PROVIDED PASSAGE
**********

The Regions Center (formerly the AmSouth Center, and long known as the AmSouth-Sonat Tower and, originally, the First National-Southern Natural Building) is a 390 foot tall, 30 story office tower located on a 400 foot by 190 foot site at 1960 5th Avenue North, facing 20th Street North. The 570,000 square-foot tower serves as corporate headquarters for the Regions Financial Corporation, which merged with AmSouth Bancorporation in 2006.
First National Bank's John A. Hand and Southern Natural Gas' Pratt Rather first announced their purchase of the half-block and plans for the new building in January 1967. At the time the site was occupied by the Birmingham Red Cross, which worked out of the old Southern Club. After completion of a feasibility study by James D. Landauer of New York City, construction proceeded.
The skyscraper was built in a striking modern glass and steel design by Welton Becket & Associates of Houston. Charles H. McCauley Associates served as the local associated firm. A scale model of the new building was unveiled in March 1969, with mayor George Seibels pulling the string to drop a yellow curtain. The model was constructed by Armin Kaufstein of Presentation Associates of Venice, California.
The reflective glass skin stretches between a generously-scaled black granite base story and a louvered steel penthouse enclosure. The building is set back from the corner with a raised terrace plaza. A one story banking lobby facing 20th Street closes off the north side of a sunken courtyard which serves the 400-seat basement-level cafeteria. A 390-car parking garage is attached to the back of the plaza, facing 19th Street North.
The tower was completed in 1972. First National changed its name to AmSouth Bancorporation that same year and the building was then given its most familiar name. Sonat moved its corporate headquarters from the tower to Houston in 1999. The company announced in 2006 that it would relocate its Birmingham area offices to the Colonial Center at Brookwood Village. In 2007, Regions announced that it would sell the neighboring Regions Plaza tower and move some staff into the Regions Center.

**********

EXTRACTED ENTRIES
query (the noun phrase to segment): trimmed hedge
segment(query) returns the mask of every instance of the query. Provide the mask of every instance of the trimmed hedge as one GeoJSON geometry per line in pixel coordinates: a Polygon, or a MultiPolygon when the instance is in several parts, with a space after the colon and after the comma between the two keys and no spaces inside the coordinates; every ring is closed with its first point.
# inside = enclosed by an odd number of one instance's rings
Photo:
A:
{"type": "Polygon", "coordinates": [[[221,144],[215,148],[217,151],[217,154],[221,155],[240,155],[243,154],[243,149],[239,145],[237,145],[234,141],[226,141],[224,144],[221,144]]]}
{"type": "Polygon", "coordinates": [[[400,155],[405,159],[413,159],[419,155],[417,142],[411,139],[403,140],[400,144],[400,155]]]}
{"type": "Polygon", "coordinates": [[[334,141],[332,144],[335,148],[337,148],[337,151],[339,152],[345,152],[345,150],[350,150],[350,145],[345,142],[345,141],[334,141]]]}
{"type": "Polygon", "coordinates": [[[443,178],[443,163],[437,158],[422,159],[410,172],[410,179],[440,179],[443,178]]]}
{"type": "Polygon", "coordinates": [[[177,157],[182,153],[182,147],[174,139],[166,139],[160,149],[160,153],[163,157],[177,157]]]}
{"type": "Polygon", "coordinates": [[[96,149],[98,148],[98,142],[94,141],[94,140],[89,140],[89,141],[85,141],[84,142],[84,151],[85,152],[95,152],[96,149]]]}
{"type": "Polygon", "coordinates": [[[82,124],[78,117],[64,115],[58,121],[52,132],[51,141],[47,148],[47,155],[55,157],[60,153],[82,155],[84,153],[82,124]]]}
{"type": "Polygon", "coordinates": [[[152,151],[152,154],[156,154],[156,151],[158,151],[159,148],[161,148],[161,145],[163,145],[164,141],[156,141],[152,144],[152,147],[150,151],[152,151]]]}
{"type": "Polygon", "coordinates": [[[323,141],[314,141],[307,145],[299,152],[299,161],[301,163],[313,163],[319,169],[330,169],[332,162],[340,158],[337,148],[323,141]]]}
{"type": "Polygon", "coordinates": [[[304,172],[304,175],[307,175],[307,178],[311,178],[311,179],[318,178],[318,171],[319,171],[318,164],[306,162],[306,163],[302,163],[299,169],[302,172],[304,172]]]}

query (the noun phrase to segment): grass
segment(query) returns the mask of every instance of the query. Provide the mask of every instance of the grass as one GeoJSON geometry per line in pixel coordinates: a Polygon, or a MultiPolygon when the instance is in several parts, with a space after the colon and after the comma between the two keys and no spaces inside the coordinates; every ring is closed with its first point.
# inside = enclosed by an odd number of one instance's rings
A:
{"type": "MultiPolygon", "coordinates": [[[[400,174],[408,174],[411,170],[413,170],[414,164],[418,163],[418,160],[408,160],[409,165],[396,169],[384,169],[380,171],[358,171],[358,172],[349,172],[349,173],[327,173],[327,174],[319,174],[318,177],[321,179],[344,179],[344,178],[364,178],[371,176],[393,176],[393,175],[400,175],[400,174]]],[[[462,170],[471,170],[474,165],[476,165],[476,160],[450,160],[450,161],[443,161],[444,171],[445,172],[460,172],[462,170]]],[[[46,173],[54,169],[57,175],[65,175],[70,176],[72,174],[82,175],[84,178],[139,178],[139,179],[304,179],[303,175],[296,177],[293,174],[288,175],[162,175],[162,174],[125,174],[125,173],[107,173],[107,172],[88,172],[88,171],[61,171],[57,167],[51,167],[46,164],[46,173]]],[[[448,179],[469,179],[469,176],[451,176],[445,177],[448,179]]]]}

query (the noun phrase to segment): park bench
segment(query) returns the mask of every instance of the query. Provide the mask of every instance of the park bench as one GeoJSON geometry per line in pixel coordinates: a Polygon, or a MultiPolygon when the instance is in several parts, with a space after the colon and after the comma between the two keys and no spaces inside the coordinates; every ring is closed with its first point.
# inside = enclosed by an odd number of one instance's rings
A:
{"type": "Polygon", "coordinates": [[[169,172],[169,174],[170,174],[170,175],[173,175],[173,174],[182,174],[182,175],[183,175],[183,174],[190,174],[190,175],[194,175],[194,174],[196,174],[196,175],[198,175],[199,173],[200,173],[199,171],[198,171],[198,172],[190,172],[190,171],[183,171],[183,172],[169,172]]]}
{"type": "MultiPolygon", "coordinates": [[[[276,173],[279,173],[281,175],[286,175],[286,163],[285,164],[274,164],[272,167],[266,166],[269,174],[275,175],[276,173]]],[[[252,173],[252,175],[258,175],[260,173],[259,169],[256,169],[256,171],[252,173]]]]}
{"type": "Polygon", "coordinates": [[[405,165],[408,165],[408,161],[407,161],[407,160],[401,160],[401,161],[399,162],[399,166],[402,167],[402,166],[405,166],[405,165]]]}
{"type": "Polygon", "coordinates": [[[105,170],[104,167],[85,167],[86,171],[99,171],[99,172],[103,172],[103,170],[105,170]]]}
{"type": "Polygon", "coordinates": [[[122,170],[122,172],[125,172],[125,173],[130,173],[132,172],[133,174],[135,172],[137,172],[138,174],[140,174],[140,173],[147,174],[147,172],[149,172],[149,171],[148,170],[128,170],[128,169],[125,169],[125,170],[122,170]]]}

**********

PROBLEMS TO WORK ON
[1] Print the stretch of the Regions Center passage from "The skyscraper was" through "19th Street North.".
[2] Continue the passage on the Regions Center tower from the point at which it ends.

ANSWERS TO THE EXERCISES
[1]
The skyscraper was built in a striking modern glass and steel design by Welton Becket & Associates of Houston. Charles H. McCauley Associates served as the local associated firm. A scale model of the new building was unveiled in March 1969, with mayor George Seibels pulling the string to drop a yellow curtain. The model was constructed by Armin Kaufstein of Presentation Associates of Venice, California.
The reflective glass skin stretches between a generously-scaled black granite base story and a louvered steel penthouse enclosure. The building is set back from the corner with a raised terrace plaza. A one story banking lobby facing 20th Street closes off the north side of a sunken courtyard which serves the 400-seat basement-level cafeteria. A 390-car parking garage is attached to the back of the plaza, facing 19th Street North.

[2]
 Special lighting
The exterior of the building was designed with perimeter lighting – fluorescent tubes set between the window blinds and the exterior glass of the curtain wall divisions on each tenant floor: 2,700 in all. These were designed to be turned on every night illuminate the structure on the skyline. Because of the early 1970s energy crisis, though, President Nixon asked Americans to cut back on exterior lighting. So despite the fact that the tower had a self-contained energy plant which ran continuously and the fluorescent tubes added no additional load to the building's power-generation requirements, the decision was made to keep them darkened as a symbolic gesture.
The idea of coloring the lights to produce large-scale decorative graphics was suggested by Drennen Jones, an administrative assistant to SONAT board chairman John Shaw. First National Bank graphics and design assistant Gigi Baroco created the first designs and worked with real estate company Molton, Allen & Williams to translate the design onto each floor plan. The first installation involved inserting green and red plastic sleeves over 700 of the 2,700 fluorescent tubes, a job that took a four-man crew working seven 5-hour shifts to complete. Unless a design is changed, the colored sleeves remain in place from year to year. Originally the designs were shown from dusk to 1:00 AM beginning December 22 and ending at midnight on December 31. Building occupants are requested to lower their opaque window blinds by 4:30 each evening, with maintenance staff double-checking after offices close.
During the first Christmas after the building opened in 1972, the building displayed a green Christmas tree trimmed in red on the north and south facades and the word "NOEL" on the east and west. The following year no lights were used at the height of the energy crisis. The original designs were re-lit in 1974, and then, for 1975 a change was made, with the word "JOY" replacing the "NOEL". That year it was discovered that from most of the city any part of the design below the 12th floor was likely to be obscured by other structures.
A large green wreath with a red bow replaced "JOY" in 1976 and the north-facing tree was switched out for a red and green stocking in 1977. That scheme has been used each Christmas since, though the season has been extended somewhat.
 American flag
On July 3, 1976 a special design with a flag on two sides and the date "1776" on the other two was unveiled for three nights in honor of America's bicentennial. The flag design was brought back in 1990 to welcome the first troops home from Operation Desert Storm.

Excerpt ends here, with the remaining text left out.